Se la persona non conosce i fondamenti minimi della capacità di analisi critica indipendente e originale, non sarà in grado di valutare la qualità, la rilevanza e persino il grado di accuratezza di ciò che l’intelligenza artificiale fornisce come risultato.
In questo contesto, qualche settimana fa ho condotto io stesso un piccolo esperimento non scientifico con una di queste potenti applicazione di AI, con l’obiettivo di valutare la qualità delle risposte generate da essa. Ho posto le domande in modo molto dettagliato e strutturato, chiedendole di scrivere due brevi articoli (500-600 parole circa ciascuno) su argomenti legati alla sociologia (la mia area di formazione) e di fornire anche i riferimenti bibliografici.

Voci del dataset
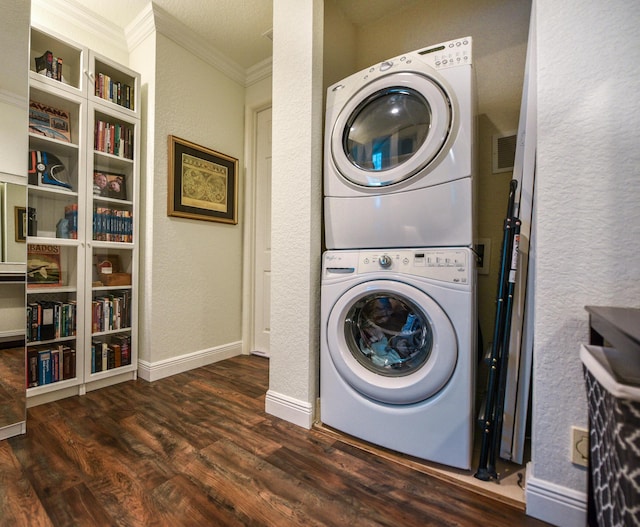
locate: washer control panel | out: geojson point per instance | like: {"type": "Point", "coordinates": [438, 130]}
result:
{"type": "Point", "coordinates": [446, 265]}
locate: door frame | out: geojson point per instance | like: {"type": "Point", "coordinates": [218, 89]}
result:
{"type": "Point", "coordinates": [249, 234]}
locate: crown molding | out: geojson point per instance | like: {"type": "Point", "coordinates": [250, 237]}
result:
{"type": "Point", "coordinates": [183, 36]}
{"type": "Point", "coordinates": [140, 28]}
{"type": "Point", "coordinates": [259, 71]}
{"type": "Point", "coordinates": [151, 19]}
{"type": "Point", "coordinates": [13, 99]}
{"type": "Point", "coordinates": [83, 18]}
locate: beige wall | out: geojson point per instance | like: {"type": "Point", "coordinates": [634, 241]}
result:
{"type": "Point", "coordinates": [195, 266]}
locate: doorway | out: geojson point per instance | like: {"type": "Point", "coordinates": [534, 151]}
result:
{"type": "Point", "coordinates": [260, 223]}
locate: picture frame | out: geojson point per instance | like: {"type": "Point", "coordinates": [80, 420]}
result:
{"type": "Point", "coordinates": [109, 185]}
{"type": "Point", "coordinates": [203, 183]}
{"type": "Point", "coordinates": [21, 224]}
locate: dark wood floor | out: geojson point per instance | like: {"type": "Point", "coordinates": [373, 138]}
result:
{"type": "Point", "coordinates": [198, 449]}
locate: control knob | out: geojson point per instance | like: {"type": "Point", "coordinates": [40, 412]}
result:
{"type": "Point", "coordinates": [385, 261]}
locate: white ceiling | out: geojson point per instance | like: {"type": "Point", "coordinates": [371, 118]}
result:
{"type": "Point", "coordinates": [236, 28]}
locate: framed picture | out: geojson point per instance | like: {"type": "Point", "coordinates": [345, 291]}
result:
{"type": "Point", "coordinates": [43, 266]}
{"type": "Point", "coordinates": [203, 184]}
{"type": "Point", "coordinates": [21, 224]}
{"type": "Point", "coordinates": [109, 185]}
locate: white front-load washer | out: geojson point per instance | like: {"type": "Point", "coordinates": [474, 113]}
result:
{"type": "Point", "coordinates": [398, 154]}
{"type": "Point", "coordinates": [397, 354]}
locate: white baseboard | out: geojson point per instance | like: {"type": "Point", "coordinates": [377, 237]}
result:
{"type": "Point", "coordinates": [554, 504]}
{"type": "Point", "coordinates": [293, 410]}
{"type": "Point", "coordinates": [152, 371]}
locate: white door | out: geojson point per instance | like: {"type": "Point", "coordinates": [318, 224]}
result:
{"type": "Point", "coordinates": [262, 228]}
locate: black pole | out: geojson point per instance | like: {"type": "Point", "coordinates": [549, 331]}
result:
{"type": "Point", "coordinates": [485, 472]}
{"type": "Point", "coordinates": [504, 358]}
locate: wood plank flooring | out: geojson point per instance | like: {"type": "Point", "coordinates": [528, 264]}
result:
{"type": "Point", "coordinates": [198, 449]}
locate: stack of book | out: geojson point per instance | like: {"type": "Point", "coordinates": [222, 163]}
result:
{"type": "Point", "coordinates": [46, 365]}
{"type": "Point", "coordinates": [109, 355]}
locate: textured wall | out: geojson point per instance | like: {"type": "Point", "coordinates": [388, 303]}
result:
{"type": "Point", "coordinates": [296, 198]}
{"type": "Point", "coordinates": [196, 280]}
{"type": "Point", "coordinates": [587, 196]}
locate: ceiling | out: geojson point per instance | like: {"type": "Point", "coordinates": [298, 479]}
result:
{"type": "Point", "coordinates": [236, 28]}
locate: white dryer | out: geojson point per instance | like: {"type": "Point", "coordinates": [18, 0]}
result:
{"type": "Point", "coordinates": [397, 354]}
{"type": "Point", "coordinates": [398, 158]}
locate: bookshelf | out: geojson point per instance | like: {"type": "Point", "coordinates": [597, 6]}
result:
{"type": "Point", "coordinates": [83, 196]}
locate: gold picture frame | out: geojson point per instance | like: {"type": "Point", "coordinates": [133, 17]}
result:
{"type": "Point", "coordinates": [203, 183]}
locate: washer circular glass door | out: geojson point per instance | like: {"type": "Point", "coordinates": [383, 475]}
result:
{"type": "Point", "coordinates": [391, 342]}
{"type": "Point", "coordinates": [391, 129]}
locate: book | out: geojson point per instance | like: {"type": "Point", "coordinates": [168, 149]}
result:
{"type": "Point", "coordinates": [44, 366]}
{"type": "Point", "coordinates": [43, 266]}
{"type": "Point", "coordinates": [49, 121]}
{"type": "Point", "coordinates": [49, 66]}
{"type": "Point", "coordinates": [68, 363]}
{"type": "Point", "coordinates": [32, 368]}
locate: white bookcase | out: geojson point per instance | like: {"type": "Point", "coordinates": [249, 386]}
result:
{"type": "Point", "coordinates": [94, 228]}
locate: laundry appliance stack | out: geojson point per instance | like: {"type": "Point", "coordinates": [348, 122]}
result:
{"type": "Point", "coordinates": [397, 362]}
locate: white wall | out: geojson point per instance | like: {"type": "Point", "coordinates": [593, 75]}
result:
{"type": "Point", "coordinates": [587, 196]}
{"type": "Point", "coordinates": [296, 209]}
{"type": "Point", "coordinates": [76, 23]}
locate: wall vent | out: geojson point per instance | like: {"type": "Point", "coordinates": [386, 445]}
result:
{"type": "Point", "coordinates": [504, 152]}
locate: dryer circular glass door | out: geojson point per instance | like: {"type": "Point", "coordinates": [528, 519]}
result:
{"type": "Point", "coordinates": [391, 129]}
{"type": "Point", "coordinates": [391, 342]}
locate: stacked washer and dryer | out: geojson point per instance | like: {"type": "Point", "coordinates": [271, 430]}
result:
{"type": "Point", "coordinates": [398, 301]}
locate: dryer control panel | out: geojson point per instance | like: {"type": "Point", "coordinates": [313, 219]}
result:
{"type": "Point", "coordinates": [448, 54]}
{"type": "Point", "coordinates": [447, 265]}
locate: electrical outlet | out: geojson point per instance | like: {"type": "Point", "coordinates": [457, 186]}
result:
{"type": "Point", "coordinates": [579, 446]}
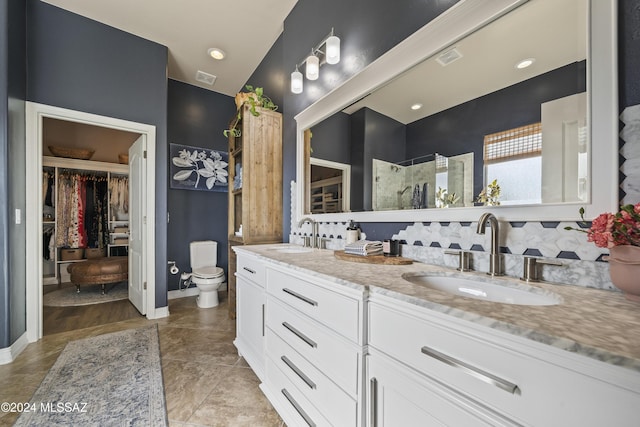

* [Esercizio da svolgere]:
Trascrivi parola per parola dal testo di studio il passo che comincia con "Se la persona" e prosegue fino a "fornisce come risultato.". I record provengono da una fonte diversa.

* [Risposta scritta]:
Se la persona non conosce i fondamenti minimi della capacità di analisi critica indipendente e originale, non sarà in grado di valutare la qualità, la rilevanza e persino il grado di accuratezza di ciò che l’intelligenza artificiale fornisce come risultato.